'''

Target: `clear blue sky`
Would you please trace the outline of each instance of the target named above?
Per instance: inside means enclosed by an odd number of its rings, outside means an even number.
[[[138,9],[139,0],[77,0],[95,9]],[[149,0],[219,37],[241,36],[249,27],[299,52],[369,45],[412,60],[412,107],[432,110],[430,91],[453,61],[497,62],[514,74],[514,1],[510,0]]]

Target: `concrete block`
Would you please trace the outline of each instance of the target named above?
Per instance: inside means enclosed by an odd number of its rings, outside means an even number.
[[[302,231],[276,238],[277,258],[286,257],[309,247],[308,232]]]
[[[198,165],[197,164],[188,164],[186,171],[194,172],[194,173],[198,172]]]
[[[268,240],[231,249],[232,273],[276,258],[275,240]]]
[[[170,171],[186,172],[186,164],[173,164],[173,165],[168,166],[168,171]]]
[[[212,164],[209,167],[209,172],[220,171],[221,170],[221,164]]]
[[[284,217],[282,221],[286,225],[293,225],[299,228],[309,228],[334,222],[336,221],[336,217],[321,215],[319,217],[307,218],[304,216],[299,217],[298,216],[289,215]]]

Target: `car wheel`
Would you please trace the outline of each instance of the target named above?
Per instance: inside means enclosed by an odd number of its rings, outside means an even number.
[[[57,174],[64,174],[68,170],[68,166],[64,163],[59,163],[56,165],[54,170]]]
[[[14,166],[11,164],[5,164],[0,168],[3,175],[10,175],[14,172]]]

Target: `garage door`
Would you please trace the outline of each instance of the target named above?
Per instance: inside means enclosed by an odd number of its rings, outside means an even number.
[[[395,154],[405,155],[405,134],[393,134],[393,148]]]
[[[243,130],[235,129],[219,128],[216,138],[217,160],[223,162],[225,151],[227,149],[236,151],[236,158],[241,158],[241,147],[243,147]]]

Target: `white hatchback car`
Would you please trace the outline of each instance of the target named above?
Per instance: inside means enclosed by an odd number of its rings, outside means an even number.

'''

Turn every line of the rows above into one numbered list, skipping the blank lines.

1. Target: `clear blue sky`
2. Would you please trace the outline of each instance of the target named above?
3. Per instance: inside means enclosed by an odd number of its rings, outside means an even number.
4. [[[138,9],[139,0],[77,0],[95,9]],[[149,0],[219,37],[241,36],[249,27],[299,52],[369,45],[412,60],[412,107],[432,110],[430,91],[453,61],[497,62],[514,74],[514,1],[510,0]]]
5. Target: `concrete block`
6. Would you please trace the outline of each instance of the target named above?
7. Per instance: inside means enclosed by an odd number of its rings, outside means an even number.
8. [[[302,231],[276,238],[277,258],[286,257],[309,247],[308,232]]]
9. [[[198,165],[197,164],[188,164],[186,171],[194,172],[194,173],[198,172]]]
10. [[[268,240],[231,249],[232,273],[276,258],[275,240]]]
11. [[[170,171],[186,172],[186,164],[173,164],[173,165],[168,166],[168,171]]]
12. [[[212,164],[209,167],[209,172],[220,171],[221,170],[221,164]]]
13. [[[284,217],[282,221],[286,225],[293,225],[299,228],[309,228],[334,222],[336,221],[336,217],[321,215],[319,217],[307,218],[304,216],[299,217],[298,216],[289,215]]]
14. Target: `car wheel`
15. Would you please trace the outline of each instance of the target named above?
16. Per instance: inside means enclosed by an odd number of its rings, outside means an even number.
17. [[[57,174],[64,174],[68,170],[68,166],[64,163],[59,163],[56,165],[54,170]]]
18. [[[14,166],[11,164],[5,164],[0,168],[3,175],[10,175],[14,172]]]
19. Target: `garage door`
20. Would you please trace the outline of each instance of the target named above?
21. Per instance: inside means enclosed by an odd number of its rings, outside means an even number.
22. [[[395,154],[405,155],[405,134],[393,134],[393,148]]]
23. [[[243,130],[235,129],[219,128],[216,138],[217,160],[223,162],[225,151],[227,149],[236,151],[236,158],[241,158],[241,147],[243,147]]]
24. Target: `white hatchback car`
25. Would you please trace the outline of each instance of the target named above?
26. Per instance: inside means enclosed by an odd number of its rings, outside means an even number.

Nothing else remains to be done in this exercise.